**EXERCISE INSTRUCTIONS**
Retype the material below. Keep every word exactly as it is.

Items listed in a dataset
★ ★ ★ ★ ★
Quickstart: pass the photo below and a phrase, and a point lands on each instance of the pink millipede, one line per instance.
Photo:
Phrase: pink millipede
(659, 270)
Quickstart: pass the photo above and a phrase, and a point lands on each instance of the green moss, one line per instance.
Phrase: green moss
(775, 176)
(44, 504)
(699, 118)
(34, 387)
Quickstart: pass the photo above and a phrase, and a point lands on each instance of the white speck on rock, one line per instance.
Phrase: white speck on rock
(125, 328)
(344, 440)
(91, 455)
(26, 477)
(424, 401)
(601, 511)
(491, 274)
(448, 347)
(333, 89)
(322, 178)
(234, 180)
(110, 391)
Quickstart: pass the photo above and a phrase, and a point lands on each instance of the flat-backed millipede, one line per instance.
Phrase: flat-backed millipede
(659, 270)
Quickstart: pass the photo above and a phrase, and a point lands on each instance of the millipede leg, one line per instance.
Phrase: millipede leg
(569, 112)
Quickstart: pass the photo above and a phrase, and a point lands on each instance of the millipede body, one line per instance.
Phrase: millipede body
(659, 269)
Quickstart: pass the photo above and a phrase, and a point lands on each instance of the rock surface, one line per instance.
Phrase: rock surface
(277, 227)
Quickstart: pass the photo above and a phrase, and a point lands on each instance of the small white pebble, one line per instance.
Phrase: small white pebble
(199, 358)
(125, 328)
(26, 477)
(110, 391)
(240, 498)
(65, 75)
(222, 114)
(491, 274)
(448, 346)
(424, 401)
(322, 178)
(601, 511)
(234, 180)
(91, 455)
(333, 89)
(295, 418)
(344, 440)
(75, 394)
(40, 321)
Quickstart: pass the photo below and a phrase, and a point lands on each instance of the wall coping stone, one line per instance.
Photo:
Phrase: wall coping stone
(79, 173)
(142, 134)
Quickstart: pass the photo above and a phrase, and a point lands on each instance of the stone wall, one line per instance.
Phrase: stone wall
★ ★ ★ ★ ★
**THE RESPONSE**
Quickstart: pass the photo below and a phrase, and a point lands on each instance of the pink millipede, one line per instance.
Photo:
Phrase: pink millipede
(659, 270)
Quickstart: pass the photo above and a phrase, and a point lands on each instance of the green moss, one line per instance.
Phrase: green moss
(775, 176)
(44, 504)
(699, 118)
(34, 387)
Quickstart: pass the photo above and a phrase, and a point lands on each instance of the white speck on rock, one line per instance.
Phrase: white speck on rock
(125, 328)
(344, 440)
(91, 455)
(26, 477)
(424, 401)
(601, 511)
(491, 274)
(448, 347)
(333, 89)
(322, 178)
(234, 180)
(110, 391)
Quickstart: pass the photo above and a phrase, and a point lands on each instance of the flat-backed millipede, one line per instance.
Phrase: flat-backed millipede
(659, 270)
Quickstart: pass the photo above and a phrase, and a point lands on each instance of the millipede leg, one line per instance.
Phrase: millipede leg
(569, 112)
Quickstart: pass the photo above and a phrase, and a point lands on each instance of the millipede body, one line per instance.
Phrase: millipede body
(659, 269)
Quickstart: pass the photo above and a phrase, and a point lands on each instance of the rock surface, one line per instance.
Phrase: rock surface
(277, 227)
Quickstart: pass the photo above and a phrase, and a point lands on each instance of the small white pebble, one line per instance.
Phrase: small white pebble
(199, 358)
(125, 328)
(26, 477)
(110, 391)
(240, 498)
(65, 75)
(222, 114)
(491, 274)
(448, 346)
(424, 401)
(322, 178)
(601, 511)
(234, 180)
(91, 455)
(333, 89)
(295, 418)
(344, 440)
(75, 394)
(40, 321)
Quickstart: pass the photo below and a phrase, and a point lands on each instance of the wall coping stone, one line per instance.
Photo:
Phrase: wall coping stone
(79, 173)
(142, 134)
Quickstart: pass the photo above and a phrase, and a point lands on each instance of the stone wall, one line per instance.
Phrase: stone wall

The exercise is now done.